爬取大西洋月刊每日新闻

导读

最近学英语中，想借助原汁原味的英文素材，浏览了下《经济学人》、《纽约时报》、《大西洋月刊》等，发现《大西洋月刊》（The Atlantic）比较合胃口，所以就写了个爬虫爬取每日新闻，保存markdown文件，便于推送到博客上。

文章收纳：

问题：

正则表达式忘得差不多了
scrapy使用也是，今晚复习了下如何爬取网页，保存数据、配置还没看

import requests
from lxml import etree
import re

# url = 'https://www.theatlantic.com/science/archive/2018/10/horsepox-smallpox-virus-science-ethics-debate/572200/'

url_root = 'https://www.theatlantic.com/latest/'

headers = {
    'User-Agent':'Mozilla/5.0 (Windows NT 10.0; WOW64) AppleWebKit/537.36 (KHTML, like Gecko) Chrome/58.0.3029.110 Safari/537.36 SE 2.X MetaSr 1.0'
}

def get_urlLists(html):
    selector = etree.HTML(html)
    url_lists = selector.xpath('//ul[@class="river"]/li/a/@href')

    url_lists = ['https://www.theatlantic.com{}'.format(url) for url in url_lists]
    return url_lists

root_html = requests.get(url_root,headers=headers).text
url_lists = get_urlLists(root_html)

len(url_lists)

lxml解析网页的方式

解析str
- etree.HTML(str)
解析html文件
- etree.parse(‘html文件路径’,etree.HTMLparser())

def get_MarkDown_by_url(url):
    html = requests.get(url,headers=headers)
    if html.status_code==200:
        html = html.text
        selector = etree.HTML(html)
        p_list=[]
        body = selector.xpath('//div[@class="l-article__container"]/div[@class="blah"]')
        for i in body:
            p_list.append([p.xpath('string()').strip() for p in i.xpath('div/section//p')])
        head = selector.xpath('//header')[0]
        header = head.xpath('h1/text()')
        meta = head.xpath('div[contains(@class,"c-article-meta")]/p/text()')
        time = head.xpath('div[contains(@class,"c-article-meta")]/time/text()')
        to_MarkDown(header,meta,time,p_list)
        print('{} | is OK'.format(header[0]))

--*--

待答问题
1 - 在这篇爬取大西洋月刊的文章里，爬虫把每日新闻保存成哪种文件？
2 - 请从这篇爬取大西洋月刊的文章停下的地方往下续写。

待审数据
--*--

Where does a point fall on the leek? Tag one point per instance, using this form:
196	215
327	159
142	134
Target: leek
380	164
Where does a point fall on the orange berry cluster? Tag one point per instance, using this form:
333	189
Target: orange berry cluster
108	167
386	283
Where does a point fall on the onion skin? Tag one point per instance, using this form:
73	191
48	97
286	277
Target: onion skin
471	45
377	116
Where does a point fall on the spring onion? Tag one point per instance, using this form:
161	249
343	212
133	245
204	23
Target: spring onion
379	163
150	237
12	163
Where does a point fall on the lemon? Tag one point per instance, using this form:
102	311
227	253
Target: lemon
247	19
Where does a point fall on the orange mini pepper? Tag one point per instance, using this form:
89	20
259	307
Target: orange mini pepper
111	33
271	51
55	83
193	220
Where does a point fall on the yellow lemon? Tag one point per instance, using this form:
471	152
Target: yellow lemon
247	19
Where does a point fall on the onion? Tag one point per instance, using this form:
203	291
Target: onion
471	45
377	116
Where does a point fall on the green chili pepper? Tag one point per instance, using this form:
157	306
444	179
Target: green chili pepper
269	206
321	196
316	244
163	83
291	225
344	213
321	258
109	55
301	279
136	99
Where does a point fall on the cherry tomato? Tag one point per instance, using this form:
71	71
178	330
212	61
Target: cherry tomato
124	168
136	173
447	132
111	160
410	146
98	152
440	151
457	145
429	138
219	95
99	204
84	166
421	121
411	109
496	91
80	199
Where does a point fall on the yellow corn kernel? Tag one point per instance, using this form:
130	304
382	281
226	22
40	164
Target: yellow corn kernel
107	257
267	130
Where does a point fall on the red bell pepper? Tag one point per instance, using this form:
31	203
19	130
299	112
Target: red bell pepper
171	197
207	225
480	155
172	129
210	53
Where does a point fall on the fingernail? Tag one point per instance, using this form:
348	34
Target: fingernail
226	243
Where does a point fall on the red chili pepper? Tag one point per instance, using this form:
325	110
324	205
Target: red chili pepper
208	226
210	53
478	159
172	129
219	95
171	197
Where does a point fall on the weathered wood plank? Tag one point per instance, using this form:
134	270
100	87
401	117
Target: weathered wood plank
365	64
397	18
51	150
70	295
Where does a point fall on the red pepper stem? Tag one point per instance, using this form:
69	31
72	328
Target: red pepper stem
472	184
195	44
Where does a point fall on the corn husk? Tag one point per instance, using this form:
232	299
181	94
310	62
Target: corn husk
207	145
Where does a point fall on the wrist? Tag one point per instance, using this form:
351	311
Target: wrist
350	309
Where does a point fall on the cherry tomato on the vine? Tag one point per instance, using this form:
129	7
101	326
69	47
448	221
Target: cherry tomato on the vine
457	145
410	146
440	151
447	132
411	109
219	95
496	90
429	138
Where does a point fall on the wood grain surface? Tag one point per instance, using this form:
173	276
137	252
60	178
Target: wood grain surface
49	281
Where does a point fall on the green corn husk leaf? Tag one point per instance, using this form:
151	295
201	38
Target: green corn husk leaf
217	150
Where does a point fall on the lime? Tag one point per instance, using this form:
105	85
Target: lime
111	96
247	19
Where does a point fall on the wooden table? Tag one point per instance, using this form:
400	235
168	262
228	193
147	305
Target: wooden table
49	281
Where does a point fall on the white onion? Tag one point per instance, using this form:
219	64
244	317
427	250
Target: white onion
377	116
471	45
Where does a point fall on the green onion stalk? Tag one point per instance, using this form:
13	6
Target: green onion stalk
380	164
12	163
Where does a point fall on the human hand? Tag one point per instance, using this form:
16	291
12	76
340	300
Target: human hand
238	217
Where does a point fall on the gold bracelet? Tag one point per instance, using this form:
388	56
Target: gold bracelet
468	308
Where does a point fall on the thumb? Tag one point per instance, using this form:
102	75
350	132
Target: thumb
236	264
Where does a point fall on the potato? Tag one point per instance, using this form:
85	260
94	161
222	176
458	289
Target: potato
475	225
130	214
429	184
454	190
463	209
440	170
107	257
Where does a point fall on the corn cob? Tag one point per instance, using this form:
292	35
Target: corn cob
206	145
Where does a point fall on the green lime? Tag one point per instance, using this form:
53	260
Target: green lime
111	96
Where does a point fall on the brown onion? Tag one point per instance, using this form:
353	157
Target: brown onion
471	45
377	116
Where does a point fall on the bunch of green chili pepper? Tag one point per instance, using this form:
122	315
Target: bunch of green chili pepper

--*--

参考答案
1 - markdown文件。

2 -
首先获取每个div[@class=‘blah’]下的所有p标签，然后对每个p标签直接提取标签内的字符串（string()和text()有别）

<p>123
    <a href="">456</a>
</p>

注：xpath(./text())只能提取的123，使用string()直接提取所有字符串

//div和/div不要搞混，//div会把所有的都获取，达不到某个标签下的所有div的效果，/div可以（再进一步对每个子节点div做其他操作）

Xpath如何解析见文章首部文章推荐

测试 (含分析过程)

在这里插入图片描述

如图，结构非常简单

p_content = []
p_lists = body[0].xpath('div/section//p')
# for p in p_lists:
#     p_content.append(p.xpath('string()').strip())
p_content.append([p.xpath('string()').strip() for p in p_lists])

len(p_lists)

p_content

[['Over the past 12 months, three scholars—James Lindsay, Helen Pluckrose, and Peter Boghossian—wrote 20 fake papers using fashionable jargon to argue for ridiculous conclusions, and tried to get them placed in high-profile journals in fields including gender studies, queer studies, and fat studies. Their success rate was remarkable: By the time they took their experiment public late on Tuesday, seven of their articles had been accepted for publication by ostensibly serious peer-reviewed journals. Seven more were still going through various stages of the review process. Only six had been rejected.',
  'We’ve been here before.',
  'In the late 1990s, Alan Sokal, a professor of physics at New York University, began a soon-to-be-infamous article by setting out some of his core beliefs:',
  'that there exists an external world, whose properties are independent of any individual human being and indeed of humanity as a whole; that these properties are encoded in “eternal” physical laws; and that human beings can obtain reliable, albeit imperfect and tentative, knowledge of these laws by hewing to the “objective” procedures and epistemological strictures prescribed by the (so-called) scientific method.',
  'Sokal went on to “disprove” his credo in fashionable jargon. “Feminist and poststructuralist critiques have demystified the substantive content of mainstream Western scientific practice, revealing the ideology of domination concealed behind the façade of ‘objectivity,’” he claimed. “It has thus become increasingly apparent that physical ‘reality,’ no less than social ‘reality,’ is at bottom a social and linguistic construct.”']]

p_lists[0].xpath('string()').strip()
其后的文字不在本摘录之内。